Estratto della pagina
-=-=-
Immunodeficienze primitive, dal sospetto alla diagnosi e la cura

di Redazione

Con il termine di immunodeficienze primitive si intende definire un gruppo di malattie caratterizzate da un difetto, generalmente congenito, dei meccanismi immunitari di difesa contro gli agenti infettivi. Solitamente queste malattie, sono caratterizzate da una incapacità dei soggetti affetti a produrre anticorpi cioè le immunoglobuline, da qui la condizione di ipogammaglobulinemia o agammaglobulinemia che caratterizza queste malattie. È proprio la mancata produzione di immunoglobuline a determinare l’aumentata suscettibilià alle infezioni la cui gravità dipende molto dal tipo di immunodeficienza di cui il soggetto è affetto.
-=-=-
Estratto dei dati
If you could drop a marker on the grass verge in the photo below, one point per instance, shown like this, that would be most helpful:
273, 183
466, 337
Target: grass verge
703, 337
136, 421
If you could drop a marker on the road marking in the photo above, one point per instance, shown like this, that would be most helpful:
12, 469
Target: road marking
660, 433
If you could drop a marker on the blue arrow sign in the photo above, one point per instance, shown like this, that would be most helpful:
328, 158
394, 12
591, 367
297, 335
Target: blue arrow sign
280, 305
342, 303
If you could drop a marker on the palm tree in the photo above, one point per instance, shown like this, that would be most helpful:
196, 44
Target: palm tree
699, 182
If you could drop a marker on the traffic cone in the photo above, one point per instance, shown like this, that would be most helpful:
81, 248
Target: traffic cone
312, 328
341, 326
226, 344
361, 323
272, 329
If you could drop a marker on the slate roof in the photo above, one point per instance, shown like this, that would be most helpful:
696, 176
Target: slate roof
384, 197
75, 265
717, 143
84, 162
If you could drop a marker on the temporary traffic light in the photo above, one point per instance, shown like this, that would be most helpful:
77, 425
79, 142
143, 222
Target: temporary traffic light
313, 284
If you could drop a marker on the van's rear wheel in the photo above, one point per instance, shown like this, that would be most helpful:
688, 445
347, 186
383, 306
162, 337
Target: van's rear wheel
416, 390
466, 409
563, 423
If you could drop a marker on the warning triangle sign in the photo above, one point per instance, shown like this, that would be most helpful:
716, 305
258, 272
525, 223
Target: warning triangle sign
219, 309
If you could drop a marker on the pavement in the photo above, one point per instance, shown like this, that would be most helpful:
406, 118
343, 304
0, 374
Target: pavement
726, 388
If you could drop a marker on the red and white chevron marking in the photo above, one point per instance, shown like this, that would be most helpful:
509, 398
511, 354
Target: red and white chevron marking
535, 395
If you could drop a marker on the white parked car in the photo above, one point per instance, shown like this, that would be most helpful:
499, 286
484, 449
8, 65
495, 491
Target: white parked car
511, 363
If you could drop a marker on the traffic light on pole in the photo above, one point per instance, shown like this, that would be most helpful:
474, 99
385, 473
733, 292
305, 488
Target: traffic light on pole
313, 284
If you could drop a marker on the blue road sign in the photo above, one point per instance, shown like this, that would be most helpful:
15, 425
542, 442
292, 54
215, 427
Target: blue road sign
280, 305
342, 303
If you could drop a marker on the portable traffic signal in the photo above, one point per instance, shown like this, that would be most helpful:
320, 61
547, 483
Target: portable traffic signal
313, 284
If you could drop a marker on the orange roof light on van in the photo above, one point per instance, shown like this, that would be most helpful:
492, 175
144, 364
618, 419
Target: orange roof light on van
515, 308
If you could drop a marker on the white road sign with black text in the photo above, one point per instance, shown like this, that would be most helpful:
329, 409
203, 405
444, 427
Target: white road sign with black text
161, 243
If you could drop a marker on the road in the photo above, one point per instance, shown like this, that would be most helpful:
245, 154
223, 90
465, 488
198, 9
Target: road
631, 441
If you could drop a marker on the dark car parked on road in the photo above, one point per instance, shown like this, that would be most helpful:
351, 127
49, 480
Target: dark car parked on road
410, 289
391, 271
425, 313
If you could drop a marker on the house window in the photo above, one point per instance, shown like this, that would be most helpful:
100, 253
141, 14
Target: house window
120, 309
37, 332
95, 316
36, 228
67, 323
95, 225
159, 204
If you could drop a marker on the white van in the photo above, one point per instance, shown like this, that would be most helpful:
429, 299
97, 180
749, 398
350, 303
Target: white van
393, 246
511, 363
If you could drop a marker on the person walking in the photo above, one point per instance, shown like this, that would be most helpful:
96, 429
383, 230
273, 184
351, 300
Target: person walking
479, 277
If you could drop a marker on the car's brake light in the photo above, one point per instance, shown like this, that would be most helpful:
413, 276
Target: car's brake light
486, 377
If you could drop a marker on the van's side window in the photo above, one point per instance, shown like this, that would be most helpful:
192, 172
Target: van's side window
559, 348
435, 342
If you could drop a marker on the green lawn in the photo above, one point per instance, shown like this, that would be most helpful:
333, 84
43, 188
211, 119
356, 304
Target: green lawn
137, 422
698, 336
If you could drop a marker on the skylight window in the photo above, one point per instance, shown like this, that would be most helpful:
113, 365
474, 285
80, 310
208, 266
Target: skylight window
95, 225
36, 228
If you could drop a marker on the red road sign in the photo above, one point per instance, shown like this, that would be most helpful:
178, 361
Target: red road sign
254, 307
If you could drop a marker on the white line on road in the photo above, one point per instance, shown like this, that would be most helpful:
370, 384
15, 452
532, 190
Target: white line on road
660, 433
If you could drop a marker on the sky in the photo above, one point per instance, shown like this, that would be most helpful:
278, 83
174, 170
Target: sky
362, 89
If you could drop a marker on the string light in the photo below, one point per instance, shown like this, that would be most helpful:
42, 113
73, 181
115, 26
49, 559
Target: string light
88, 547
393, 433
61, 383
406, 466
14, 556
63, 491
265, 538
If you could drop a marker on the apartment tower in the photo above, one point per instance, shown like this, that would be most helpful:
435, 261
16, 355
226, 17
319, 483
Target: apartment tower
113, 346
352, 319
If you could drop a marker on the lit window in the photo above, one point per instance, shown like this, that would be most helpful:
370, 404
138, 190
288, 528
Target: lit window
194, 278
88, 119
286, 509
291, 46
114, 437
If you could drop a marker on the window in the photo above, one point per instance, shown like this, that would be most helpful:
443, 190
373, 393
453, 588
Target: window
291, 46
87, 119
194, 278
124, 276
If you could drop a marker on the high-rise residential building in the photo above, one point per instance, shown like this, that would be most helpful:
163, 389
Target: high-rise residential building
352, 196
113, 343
-=-=-
Obiettivo del compito
Estrai parola per parola dal testo sulle immunodeficienze primitive il passo che va da "di Redazione" fino a "soggetto è affetto." incluso. Le voci riportate non servono per questo lavoro.

Risposta scritta
di Redazione

Con il termine di immunodeficienze primitive si intende definire un gruppo di malattie caratterizzate da un difetto, generalmente congenito, dei meccanismi immunitari di difesa contro gli agenti infettivi. Solitamente queste malattie, sono caratterizzate da una incapacità dei soggetti affetti a produrre anticorpi cioè le immunoglobuline, da qui la condizione di ipogammaglobulinemia o agammaglobulinemia che caratterizza queste malattie. È proprio la mancata produzione di immunoglobuline a determinare l’aumentata suscettibilià alle infezioni la cui gravità dipende molto dal tipo di immunodeficienza di cui il soggetto è affetto.